Pointing dataset entries
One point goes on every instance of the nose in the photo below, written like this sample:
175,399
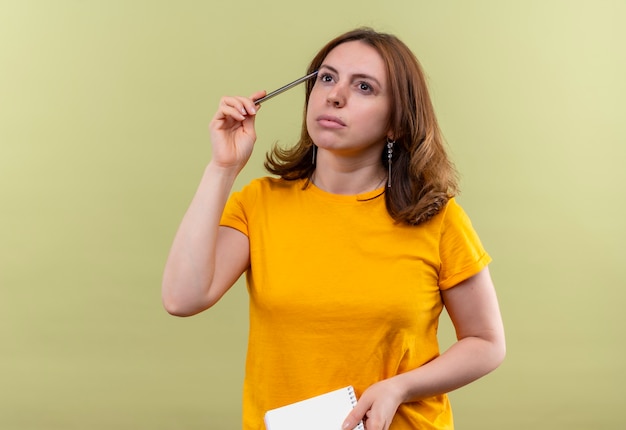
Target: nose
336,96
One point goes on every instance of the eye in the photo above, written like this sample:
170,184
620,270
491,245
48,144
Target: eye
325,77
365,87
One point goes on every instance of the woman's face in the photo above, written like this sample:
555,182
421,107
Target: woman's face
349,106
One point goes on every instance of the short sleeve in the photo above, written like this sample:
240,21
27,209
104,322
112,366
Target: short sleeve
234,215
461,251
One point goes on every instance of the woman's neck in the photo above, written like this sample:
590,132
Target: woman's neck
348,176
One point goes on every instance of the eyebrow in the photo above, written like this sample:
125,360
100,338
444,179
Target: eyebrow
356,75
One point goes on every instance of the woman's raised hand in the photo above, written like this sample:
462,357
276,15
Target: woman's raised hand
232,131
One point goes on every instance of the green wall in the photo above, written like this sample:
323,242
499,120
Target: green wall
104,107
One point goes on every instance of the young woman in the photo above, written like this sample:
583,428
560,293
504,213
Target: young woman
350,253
==
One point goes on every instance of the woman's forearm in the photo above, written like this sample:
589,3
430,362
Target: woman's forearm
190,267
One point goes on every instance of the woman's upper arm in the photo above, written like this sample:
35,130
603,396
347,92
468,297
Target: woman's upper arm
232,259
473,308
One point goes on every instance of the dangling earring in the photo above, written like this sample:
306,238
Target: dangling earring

* What you need to do: Could you copy out the lines above, starting at the one that contains "One point goes on every instance of the woman's upper" and ending at the one that contains "Target: dangling earring", with both of those lines included and every character kept the same?

* Output for this task:
One point goes on every instance of the woman's upper arm in the photo above, written like this sample:
35,130
603,396
347,92
468,297
Target: woman's upper arm
232,259
473,308
One point goes on every instance of the dangling earring in the photo above, written like this sample:
306,238
Target: dangling earring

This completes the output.